**PROBLEM DETAILS**
Show each row below that contains the word "picture", copying the whole row. Treat uppercase and lowercase as different.

# start of EXTRACTED MATERIAL

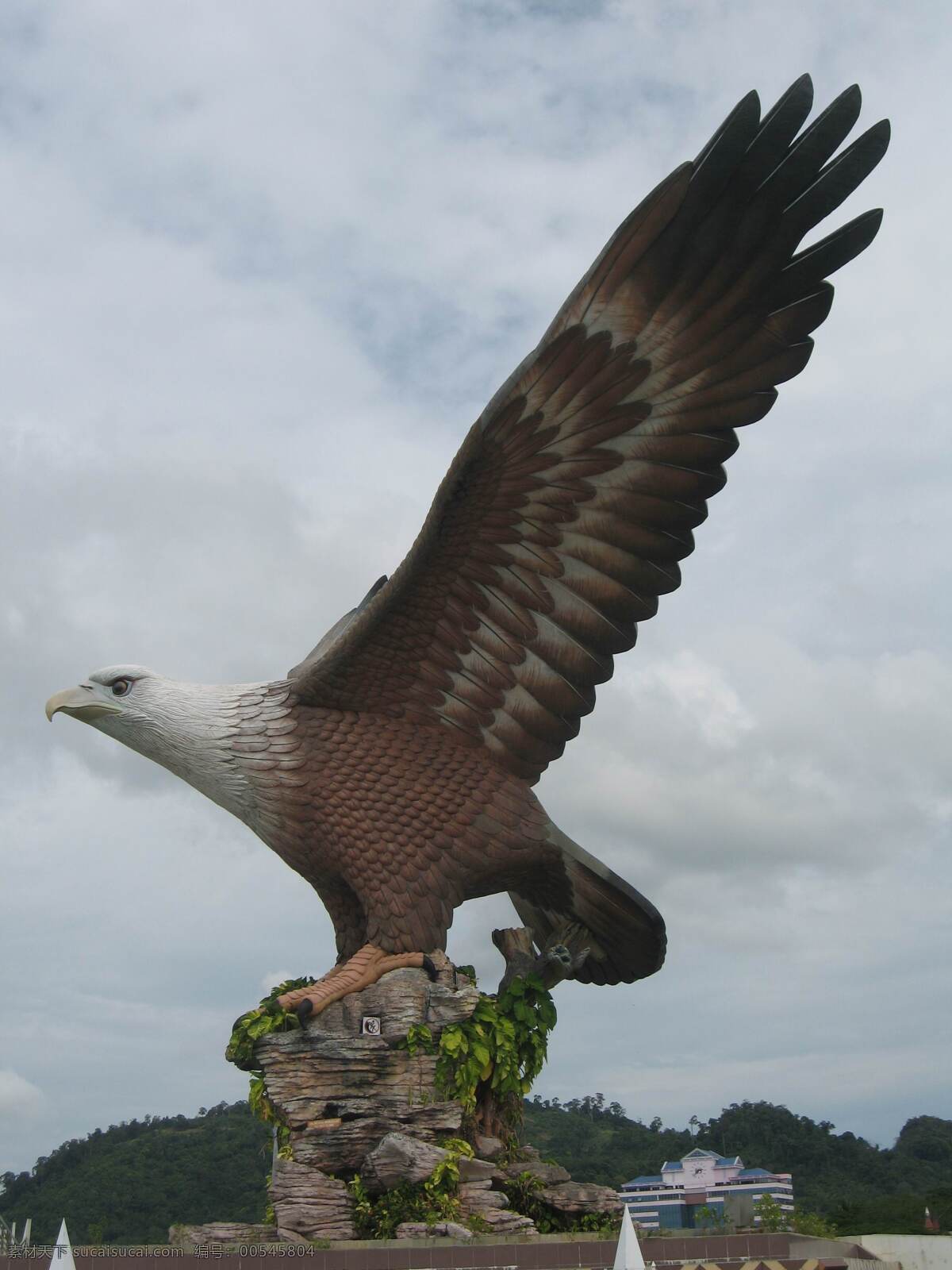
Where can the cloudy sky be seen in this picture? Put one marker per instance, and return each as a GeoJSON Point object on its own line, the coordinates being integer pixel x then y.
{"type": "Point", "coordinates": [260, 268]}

# end of EXTRACTED MATERIAL
# start of EXTRACTED MATERIAL

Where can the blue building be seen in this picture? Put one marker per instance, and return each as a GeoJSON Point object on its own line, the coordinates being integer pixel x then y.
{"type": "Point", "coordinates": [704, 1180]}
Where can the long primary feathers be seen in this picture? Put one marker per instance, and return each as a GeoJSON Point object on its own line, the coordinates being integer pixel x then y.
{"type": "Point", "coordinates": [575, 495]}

# end of EXTRACTED MATERIAL
# start of EXTRACTED MATERIAL

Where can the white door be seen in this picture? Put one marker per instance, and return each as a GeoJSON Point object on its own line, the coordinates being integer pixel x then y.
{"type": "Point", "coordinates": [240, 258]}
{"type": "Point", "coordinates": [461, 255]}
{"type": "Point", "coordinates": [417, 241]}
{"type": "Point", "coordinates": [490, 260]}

# end of EXTRACTED MATERIAL

**EXERCISE RESULT**
Where can the cloudy sky be seen in this picture? Put one marker per instance, and return each as a GeoJSON Point object on its own line, the coordinates being integer pixel x then y.
Where can the blue building be seen in this picture? Put one marker per instance, and return each as a GeoJSON Point object on its own line, the coordinates being integer pixel x then y.
Where can the long primary feathers be seen in this picture? Put one marker per instance, and return each as a GeoJSON Point object on its own line, the coordinates being integer pixel x then y.
Where can the white door be seen in this picture? Put one marker per instance, and return each as a GeoJSON Point object on its own line, the coordinates being integer pixel x then y.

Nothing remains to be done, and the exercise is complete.